Problem requirements →
Copy the material below from its beginning through the line that contains "POLYGON ((23 237, 22", keeping every character the same.

Dataset entries →

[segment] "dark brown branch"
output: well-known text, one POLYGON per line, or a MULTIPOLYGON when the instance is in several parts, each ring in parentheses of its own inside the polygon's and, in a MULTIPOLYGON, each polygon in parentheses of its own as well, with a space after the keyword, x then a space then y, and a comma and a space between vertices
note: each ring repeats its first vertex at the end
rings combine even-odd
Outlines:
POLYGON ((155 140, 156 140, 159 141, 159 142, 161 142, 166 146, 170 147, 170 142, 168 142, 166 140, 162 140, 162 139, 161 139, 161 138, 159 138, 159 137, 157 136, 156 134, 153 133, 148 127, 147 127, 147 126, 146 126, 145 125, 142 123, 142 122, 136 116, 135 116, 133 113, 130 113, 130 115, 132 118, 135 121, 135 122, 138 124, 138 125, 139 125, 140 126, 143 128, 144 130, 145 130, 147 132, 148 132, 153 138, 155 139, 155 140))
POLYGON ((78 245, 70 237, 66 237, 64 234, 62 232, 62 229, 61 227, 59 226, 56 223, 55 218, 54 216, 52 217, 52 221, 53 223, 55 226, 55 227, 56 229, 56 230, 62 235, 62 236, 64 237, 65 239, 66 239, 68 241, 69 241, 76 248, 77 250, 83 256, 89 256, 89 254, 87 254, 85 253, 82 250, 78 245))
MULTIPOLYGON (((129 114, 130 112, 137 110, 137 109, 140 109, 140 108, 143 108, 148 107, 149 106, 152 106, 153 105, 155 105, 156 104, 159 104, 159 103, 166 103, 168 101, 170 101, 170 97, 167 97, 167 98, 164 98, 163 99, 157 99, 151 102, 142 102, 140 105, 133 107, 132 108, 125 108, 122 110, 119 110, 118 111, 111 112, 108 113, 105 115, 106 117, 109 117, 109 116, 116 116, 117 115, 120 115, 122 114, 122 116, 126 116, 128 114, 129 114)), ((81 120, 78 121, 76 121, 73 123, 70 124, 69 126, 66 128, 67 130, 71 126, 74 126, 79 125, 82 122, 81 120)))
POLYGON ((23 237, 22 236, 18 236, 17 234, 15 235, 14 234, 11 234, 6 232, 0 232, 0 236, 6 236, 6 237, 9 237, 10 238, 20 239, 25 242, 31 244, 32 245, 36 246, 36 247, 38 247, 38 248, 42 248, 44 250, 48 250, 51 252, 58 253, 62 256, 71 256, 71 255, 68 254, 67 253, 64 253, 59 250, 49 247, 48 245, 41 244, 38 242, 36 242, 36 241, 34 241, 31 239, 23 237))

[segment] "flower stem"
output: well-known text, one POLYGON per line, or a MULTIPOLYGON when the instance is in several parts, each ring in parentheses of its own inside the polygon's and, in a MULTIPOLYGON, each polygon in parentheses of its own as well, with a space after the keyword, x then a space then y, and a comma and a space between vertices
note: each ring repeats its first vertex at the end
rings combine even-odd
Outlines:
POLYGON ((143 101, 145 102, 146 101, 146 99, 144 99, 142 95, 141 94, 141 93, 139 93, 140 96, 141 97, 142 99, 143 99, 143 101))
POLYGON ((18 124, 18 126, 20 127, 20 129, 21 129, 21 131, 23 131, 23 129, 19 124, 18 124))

Full answer →
[segment] "dark brown branch"
output: well-known text, one POLYGON per line, or a MULTIPOLYGON when the instance is in several parts, each ring in parentheses of its own inside the polygon's and, in a MULTIPOLYGON, each polygon in parentheses of its own as well, with a space after the keyword, x then a space then y, and a comma and a space between vertices
note: each ring repeats its first vertex at the end
rings combine even-odd
Outlines:
POLYGON ((155 140, 156 140, 159 141, 159 142, 161 142, 166 146, 170 147, 170 142, 168 142, 166 140, 162 140, 162 139, 161 139, 161 138, 159 138, 159 137, 157 136, 156 134, 153 133, 148 127, 147 127, 147 126, 146 126, 145 125, 142 123, 142 122, 136 116, 135 116, 133 113, 130 113, 130 115, 132 118, 135 121, 135 122, 138 124, 138 125, 139 125, 140 126, 143 128, 144 130, 145 130, 147 132, 148 132, 153 138, 155 139, 155 140))
POLYGON ((78 245, 70 237, 66 237, 64 234, 62 232, 62 229, 61 227, 59 226, 56 223, 55 218, 54 216, 52 217, 52 221, 53 223, 55 226, 55 227, 56 229, 56 230, 62 235, 62 236, 64 237, 65 239, 66 239, 68 241, 69 241, 76 248, 77 250, 83 256, 89 256, 89 254, 87 254, 85 253, 82 250, 78 245))
MULTIPOLYGON (((129 114, 130 112, 137 110, 137 109, 140 109, 140 108, 143 108, 148 107, 149 106, 152 106, 153 105, 155 105, 156 104, 159 104, 159 103, 166 103, 168 101, 170 101, 170 97, 167 97, 167 98, 164 98, 163 99, 157 99, 151 102, 142 102, 140 105, 133 107, 132 108, 125 108, 122 110, 119 110, 118 111, 111 112, 108 113, 105 115, 106 117, 109 117, 109 116, 116 116, 117 115, 120 115, 122 114, 122 116, 126 116, 128 114, 129 114)), ((81 120, 78 121, 76 121, 73 123, 70 124, 69 126, 66 128, 67 130, 71 126, 74 126, 79 125, 82 122, 81 120)))
POLYGON ((23 237, 22 236, 18 236, 17 234, 15 235, 14 234, 11 234, 6 232, 0 232, 0 236, 6 236, 6 237, 9 237, 10 238, 20 239, 25 242, 31 244, 32 245, 36 246, 36 247, 38 247, 38 248, 42 248, 44 250, 48 250, 51 252, 58 253, 62 256, 71 256, 71 255, 68 254, 67 253, 64 253, 59 250, 49 247, 48 245, 41 244, 38 242, 36 242, 36 241, 34 241, 31 239, 23 237))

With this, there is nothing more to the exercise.